__TEXTO__:
En Europa occidental el avance del neoliberalismo ha conocido distintas fases entre las que cabe destacarse la firma del Tratado de Maastricht en 1992, a partir del cual la población europea hemos ido sufriendo continuos recortes que han ido desmantelando las conquistas de los movimientos sociales, que se materializaron en el «Estado del Bienestar», con la complicidad del conjunto de la socialdemocracia europea que, por otra parte, no sido capaz de diferenciar su discurso y proyecto de la derecha liberal-conservadora.

El ascendente hegemonismo neoliberal se traduce también en el campo de la confrontación ideológica utilizando para ello todos los medios sociales de comunicación a su alcance, como instrumentos de propaganda contra aquellos pueblos que cuestionan su implantación. Son representativos los casos de Ecuador, Bolivia y, especialmente, Venezuela. Este último ejemplo demuestra que el colapso socio-económico al que se quiere someter a Venezuela, desde la victoria de Hugo Chávez en 1998, es una respuesta clara de los centros de poder económico y financiero mundial (Banco Mundial, FMI) así como el militar, a cualquier posibilidad de desarrollo de un sistema alternativo al neoliberalismo.

__EJERCICIO__: Copia el fragmento del texto sobre el neoliberalismo que se abre con las palabras "El ascendente hegemonismo" y se cierra con "alternativo al neoliberalismo.", y sustituye "ascendente" por "creciente".

__MATERIAL MOSTRADO__:

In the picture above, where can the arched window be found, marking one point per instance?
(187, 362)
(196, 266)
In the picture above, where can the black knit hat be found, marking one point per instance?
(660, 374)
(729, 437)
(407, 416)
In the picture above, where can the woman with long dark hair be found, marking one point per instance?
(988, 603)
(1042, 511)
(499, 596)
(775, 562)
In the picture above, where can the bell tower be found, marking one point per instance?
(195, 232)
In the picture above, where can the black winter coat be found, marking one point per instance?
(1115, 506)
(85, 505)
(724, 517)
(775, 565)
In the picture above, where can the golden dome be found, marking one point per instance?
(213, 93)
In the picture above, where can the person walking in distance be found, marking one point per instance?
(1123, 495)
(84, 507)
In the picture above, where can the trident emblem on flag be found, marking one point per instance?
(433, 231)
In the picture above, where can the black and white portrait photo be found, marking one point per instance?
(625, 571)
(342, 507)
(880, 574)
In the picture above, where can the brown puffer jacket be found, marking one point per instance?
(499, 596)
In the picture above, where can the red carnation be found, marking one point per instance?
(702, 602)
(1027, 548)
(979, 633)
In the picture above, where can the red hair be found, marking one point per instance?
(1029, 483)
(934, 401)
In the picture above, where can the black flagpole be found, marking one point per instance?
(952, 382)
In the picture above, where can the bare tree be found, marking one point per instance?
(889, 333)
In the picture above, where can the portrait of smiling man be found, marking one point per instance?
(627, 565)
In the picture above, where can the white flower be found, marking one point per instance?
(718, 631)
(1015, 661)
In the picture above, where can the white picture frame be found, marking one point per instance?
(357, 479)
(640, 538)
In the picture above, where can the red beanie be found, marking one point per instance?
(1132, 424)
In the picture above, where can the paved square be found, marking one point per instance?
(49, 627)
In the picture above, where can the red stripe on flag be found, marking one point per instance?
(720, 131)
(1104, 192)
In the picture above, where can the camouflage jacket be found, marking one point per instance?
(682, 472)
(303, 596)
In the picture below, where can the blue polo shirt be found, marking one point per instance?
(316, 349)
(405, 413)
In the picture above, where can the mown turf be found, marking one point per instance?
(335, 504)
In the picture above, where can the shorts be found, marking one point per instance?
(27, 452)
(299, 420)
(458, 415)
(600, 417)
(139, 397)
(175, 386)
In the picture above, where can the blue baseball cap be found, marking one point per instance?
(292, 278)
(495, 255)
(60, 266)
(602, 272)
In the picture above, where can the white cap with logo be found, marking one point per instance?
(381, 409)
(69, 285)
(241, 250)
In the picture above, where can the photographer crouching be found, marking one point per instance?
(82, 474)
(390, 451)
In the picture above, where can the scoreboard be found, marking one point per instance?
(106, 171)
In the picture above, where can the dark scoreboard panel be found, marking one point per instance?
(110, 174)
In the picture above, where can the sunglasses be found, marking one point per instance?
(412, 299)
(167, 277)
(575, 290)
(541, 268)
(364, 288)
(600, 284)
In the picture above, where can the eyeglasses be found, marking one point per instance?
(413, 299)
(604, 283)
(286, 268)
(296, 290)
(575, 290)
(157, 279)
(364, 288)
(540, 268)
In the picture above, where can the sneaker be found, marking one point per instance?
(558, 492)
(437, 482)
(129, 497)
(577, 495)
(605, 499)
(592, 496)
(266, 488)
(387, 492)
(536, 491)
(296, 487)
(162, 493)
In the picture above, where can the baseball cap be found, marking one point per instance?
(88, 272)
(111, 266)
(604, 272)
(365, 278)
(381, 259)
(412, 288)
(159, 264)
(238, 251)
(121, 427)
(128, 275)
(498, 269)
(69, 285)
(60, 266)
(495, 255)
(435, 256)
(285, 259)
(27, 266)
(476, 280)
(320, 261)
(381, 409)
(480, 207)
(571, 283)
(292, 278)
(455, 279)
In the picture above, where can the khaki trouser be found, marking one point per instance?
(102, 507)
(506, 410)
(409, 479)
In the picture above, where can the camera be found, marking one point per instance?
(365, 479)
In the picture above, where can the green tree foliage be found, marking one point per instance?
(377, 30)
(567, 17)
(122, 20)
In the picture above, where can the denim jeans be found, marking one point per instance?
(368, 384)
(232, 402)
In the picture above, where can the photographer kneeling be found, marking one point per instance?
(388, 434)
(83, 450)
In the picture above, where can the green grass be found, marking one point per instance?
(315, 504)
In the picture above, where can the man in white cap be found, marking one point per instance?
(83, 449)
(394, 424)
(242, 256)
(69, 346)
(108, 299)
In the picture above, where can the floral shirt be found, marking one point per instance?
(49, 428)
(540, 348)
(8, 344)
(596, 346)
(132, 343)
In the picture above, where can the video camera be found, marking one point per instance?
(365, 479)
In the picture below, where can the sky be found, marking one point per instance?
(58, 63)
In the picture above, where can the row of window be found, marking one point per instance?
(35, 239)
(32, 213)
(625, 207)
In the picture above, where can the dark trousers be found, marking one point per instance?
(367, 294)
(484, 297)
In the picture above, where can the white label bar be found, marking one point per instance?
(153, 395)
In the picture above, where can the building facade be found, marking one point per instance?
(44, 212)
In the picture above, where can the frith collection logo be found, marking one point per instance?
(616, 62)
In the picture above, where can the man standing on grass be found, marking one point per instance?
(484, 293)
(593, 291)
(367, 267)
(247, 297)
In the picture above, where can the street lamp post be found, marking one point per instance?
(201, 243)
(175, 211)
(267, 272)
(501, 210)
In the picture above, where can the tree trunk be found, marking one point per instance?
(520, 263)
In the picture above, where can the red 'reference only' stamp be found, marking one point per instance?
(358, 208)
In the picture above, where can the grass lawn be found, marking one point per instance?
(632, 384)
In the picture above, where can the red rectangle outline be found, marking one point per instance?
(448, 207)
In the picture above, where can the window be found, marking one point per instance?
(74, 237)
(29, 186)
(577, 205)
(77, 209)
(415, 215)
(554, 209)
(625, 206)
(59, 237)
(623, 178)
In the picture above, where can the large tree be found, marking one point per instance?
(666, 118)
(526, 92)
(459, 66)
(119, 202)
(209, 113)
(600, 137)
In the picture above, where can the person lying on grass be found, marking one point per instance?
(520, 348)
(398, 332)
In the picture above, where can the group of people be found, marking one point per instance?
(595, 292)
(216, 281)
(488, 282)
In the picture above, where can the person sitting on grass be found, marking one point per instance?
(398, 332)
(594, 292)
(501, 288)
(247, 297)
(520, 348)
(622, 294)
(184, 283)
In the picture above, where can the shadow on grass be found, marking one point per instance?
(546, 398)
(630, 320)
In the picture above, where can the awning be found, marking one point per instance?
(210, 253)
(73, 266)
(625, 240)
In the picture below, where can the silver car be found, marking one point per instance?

__RESPUESTA__:
El creciente hegemonismo neoliberal se traduce también en el campo de la confrontación ideológica utilizando para ello todos los medios sociales de comunicación a su alcance, como instrumentos de propaganda contra aquellos pueblos que cuestionan su implantación. Son representativos los casos de Ecuador, Bolivia y, especialmente, Venezuela. Este último ejemplo demuestra que el colapso socio-económico al que se quiere someter a Venezuela, desde la victoria de Hugo Chávez en 1998, es una respuesta clara de los centros de poder económico y financiero mundial (Banco Mundial, FMI) así como el militar, a cualquier posibilidad de desarrollo de un sistema alternativo al neoliberalismo.